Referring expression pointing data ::
******************************
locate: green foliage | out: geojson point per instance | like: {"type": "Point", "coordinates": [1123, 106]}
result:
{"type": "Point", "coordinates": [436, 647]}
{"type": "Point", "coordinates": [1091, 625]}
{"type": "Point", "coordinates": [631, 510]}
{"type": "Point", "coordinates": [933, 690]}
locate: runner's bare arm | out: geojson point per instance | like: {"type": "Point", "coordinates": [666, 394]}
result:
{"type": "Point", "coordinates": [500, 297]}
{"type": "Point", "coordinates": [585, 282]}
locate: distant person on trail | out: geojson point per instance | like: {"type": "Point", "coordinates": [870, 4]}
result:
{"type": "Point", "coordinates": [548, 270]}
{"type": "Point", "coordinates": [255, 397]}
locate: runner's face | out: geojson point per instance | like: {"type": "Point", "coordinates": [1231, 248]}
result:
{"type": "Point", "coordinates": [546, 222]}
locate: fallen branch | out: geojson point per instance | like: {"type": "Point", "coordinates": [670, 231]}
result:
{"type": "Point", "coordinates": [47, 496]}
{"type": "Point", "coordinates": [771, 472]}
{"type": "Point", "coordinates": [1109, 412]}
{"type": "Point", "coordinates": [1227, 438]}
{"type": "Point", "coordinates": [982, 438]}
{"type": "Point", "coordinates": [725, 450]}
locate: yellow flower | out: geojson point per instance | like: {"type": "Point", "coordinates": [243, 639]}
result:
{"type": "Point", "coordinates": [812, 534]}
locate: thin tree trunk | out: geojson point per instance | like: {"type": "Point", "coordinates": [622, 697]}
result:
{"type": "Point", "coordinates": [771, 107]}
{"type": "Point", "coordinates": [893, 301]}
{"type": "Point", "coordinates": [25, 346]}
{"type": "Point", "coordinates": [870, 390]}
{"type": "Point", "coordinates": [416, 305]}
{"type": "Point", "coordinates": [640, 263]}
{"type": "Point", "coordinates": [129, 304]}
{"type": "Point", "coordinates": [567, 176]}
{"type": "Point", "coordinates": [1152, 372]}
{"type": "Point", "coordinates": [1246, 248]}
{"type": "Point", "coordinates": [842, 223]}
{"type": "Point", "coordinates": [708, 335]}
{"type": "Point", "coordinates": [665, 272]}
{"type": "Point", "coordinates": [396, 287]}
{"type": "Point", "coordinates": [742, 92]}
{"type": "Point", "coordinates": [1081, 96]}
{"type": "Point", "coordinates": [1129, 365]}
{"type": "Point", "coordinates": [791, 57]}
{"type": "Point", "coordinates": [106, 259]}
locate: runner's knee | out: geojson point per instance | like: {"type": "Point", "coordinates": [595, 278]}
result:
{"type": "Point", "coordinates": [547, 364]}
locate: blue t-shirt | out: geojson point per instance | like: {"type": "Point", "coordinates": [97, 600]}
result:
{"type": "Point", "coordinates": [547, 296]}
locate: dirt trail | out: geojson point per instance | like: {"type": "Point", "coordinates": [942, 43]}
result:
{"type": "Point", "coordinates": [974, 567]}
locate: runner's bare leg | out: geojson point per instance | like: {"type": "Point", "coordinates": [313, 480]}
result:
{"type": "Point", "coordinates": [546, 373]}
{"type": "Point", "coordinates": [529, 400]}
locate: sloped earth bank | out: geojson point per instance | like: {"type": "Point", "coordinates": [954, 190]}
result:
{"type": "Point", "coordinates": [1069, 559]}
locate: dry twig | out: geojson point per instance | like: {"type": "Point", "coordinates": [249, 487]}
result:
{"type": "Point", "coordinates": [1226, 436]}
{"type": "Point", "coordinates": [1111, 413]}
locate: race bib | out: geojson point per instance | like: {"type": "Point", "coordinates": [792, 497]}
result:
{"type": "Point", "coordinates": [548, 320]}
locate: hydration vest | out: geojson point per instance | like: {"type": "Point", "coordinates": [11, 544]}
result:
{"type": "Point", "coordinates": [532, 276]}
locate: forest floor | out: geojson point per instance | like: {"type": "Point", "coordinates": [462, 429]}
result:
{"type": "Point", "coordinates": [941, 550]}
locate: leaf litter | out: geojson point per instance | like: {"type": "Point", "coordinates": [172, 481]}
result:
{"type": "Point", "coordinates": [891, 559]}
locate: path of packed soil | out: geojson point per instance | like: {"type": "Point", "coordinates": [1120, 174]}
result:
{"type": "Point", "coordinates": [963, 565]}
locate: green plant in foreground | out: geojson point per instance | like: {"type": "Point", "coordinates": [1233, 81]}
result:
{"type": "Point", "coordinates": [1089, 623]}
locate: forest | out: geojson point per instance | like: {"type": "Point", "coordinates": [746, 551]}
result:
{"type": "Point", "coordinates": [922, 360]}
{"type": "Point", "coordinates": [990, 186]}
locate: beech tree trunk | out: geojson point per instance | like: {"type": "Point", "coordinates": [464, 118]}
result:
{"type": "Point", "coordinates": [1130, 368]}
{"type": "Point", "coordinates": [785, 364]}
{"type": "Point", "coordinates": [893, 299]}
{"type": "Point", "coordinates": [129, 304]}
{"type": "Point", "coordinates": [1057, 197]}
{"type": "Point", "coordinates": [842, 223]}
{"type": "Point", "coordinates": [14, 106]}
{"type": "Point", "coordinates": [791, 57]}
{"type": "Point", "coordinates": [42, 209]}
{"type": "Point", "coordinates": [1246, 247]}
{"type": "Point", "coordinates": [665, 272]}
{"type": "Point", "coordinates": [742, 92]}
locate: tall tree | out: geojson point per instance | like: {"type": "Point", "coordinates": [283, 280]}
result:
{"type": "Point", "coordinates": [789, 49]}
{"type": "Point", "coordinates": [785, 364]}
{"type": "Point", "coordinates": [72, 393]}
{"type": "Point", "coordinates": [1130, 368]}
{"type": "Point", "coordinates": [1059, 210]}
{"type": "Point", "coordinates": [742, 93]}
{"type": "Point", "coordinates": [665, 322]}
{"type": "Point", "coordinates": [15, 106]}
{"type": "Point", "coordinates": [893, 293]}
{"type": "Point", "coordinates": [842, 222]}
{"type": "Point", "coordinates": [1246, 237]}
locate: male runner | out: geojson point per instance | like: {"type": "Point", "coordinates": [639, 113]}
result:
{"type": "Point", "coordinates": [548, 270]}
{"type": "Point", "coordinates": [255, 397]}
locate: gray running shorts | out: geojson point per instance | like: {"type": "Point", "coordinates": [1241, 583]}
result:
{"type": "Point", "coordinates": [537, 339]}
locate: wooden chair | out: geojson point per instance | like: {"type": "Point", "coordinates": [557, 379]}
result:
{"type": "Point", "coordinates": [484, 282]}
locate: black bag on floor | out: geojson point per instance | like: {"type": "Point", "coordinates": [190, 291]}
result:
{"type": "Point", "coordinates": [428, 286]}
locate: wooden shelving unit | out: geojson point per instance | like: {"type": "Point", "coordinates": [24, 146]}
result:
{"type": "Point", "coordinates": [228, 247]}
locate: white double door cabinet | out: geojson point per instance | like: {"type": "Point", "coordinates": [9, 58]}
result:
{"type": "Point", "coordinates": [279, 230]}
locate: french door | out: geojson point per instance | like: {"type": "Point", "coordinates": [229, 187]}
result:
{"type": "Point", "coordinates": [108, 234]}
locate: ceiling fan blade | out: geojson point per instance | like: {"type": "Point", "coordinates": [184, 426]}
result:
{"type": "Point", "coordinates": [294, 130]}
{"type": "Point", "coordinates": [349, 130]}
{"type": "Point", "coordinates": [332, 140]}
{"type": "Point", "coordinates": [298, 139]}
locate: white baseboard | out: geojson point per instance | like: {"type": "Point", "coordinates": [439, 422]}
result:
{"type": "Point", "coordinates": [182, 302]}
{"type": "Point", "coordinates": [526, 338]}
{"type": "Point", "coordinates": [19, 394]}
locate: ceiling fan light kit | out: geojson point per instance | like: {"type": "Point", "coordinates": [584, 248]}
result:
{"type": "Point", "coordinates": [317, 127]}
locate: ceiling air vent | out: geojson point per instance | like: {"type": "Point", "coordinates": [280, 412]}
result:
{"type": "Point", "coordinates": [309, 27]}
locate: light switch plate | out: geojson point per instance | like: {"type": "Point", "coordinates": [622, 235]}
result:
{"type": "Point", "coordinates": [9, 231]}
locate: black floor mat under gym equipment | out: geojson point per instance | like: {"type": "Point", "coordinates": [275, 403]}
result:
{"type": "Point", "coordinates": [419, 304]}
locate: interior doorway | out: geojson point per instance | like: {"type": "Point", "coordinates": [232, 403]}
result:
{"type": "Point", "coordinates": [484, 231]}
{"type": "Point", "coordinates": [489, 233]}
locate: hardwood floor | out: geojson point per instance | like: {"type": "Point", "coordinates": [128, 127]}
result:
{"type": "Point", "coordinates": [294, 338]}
******************************
Task goal :: The expected output is the exact run of lines from the start of the entries through the line with "locate: thin tree", inclusive.

Response to this exercise ::
locate: green foliage | out: geojson point per instance | like: {"type": "Point", "coordinates": [1123, 106]}
result:
{"type": "Point", "coordinates": [436, 647]}
{"type": "Point", "coordinates": [1091, 625]}
{"type": "Point", "coordinates": [631, 510]}
{"type": "Point", "coordinates": [933, 690]}
locate: runner's bare arm | out: geojson point per instance | like: {"type": "Point", "coordinates": [666, 394]}
result:
{"type": "Point", "coordinates": [500, 297]}
{"type": "Point", "coordinates": [585, 282]}
locate: distant person on trail | out: geojson point per instance | like: {"type": "Point", "coordinates": [870, 4]}
result:
{"type": "Point", "coordinates": [548, 270]}
{"type": "Point", "coordinates": [255, 397]}
locate: runner's face | out: geojson point per instance | like: {"type": "Point", "coordinates": [1231, 248]}
result:
{"type": "Point", "coordinates": [546, 222]}
locate: fallen branch | out: geojson point per instance | like: {"type": "Point", "coordinates": [670, 231]}
result:
{"type": "Point", "coordinates": [47, 496]}
{"type": "Point", "coordinates": [771, 472]}
{"type": "Point", "coordinates": [1109, 412]}
{"type": "Point", "coordinates": [1227, 438]}
{"type": "Point", "coordinates": [982, 438]}
{"type": "Point", "coordinates": [725, 450]}
locate: yellow flower | out: geojson point per instance | like: {"type": "Point", "coordinates": [243, 639]}
result:
{"type": "Point", "coordinates": [812, 534]}
locate: thin tree trunk | out: geojson point per instance | like: {"type": "Point", "coordinates": [622, 697]}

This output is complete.